*TASK GOAL*
What you need to do is retype every entry exactly as written.

*ENTRIES SUPPLIED*
========================================

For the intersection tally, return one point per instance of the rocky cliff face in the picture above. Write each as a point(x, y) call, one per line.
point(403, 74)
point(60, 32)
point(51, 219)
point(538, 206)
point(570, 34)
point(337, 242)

========================================

*ANSWER SECTION*
For the intersection tally, return one point per instance of the rocky cliff face in the picture above. Write each as a point(x, y) call, one per line.
point(403, 74)
point(60, 32)
point(51, 219)
point(538, 206)
point(570, 34)
point(337, 242)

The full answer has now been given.